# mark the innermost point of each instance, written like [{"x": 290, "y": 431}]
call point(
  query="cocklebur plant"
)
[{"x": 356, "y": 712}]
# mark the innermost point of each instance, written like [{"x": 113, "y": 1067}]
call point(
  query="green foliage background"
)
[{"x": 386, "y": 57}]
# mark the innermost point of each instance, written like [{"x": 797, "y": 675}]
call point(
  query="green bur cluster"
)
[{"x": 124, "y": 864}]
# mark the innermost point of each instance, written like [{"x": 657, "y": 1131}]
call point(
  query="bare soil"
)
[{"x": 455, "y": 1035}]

--- What you need to do ---
All of the lines above must be returned exactly.

--- Result ---
# mark the innermost point of each instance, written like [{"x": 290, "y": 431}]
call point(
  query="cocklebur plant"
)
[{"x": 356, "y": 712}]
# mark the innermost point of each instance, written like [{"x": 113, "y": 1067}]
call point(
  query="green foliage background"
)
[{"x": 386, "y": 57}]
# mark the innermost point of each instance, written like [{"x": 797, "y": 675}]
call point(
  query="green bur cluster"
)
[{"x": 124, "y": 864}]
# mark the innermost point of each instance, written like [{"x": 657, "y": 1131}]
call point(
  query="bare soil"
)
[{"x": 455, "y": 1035}]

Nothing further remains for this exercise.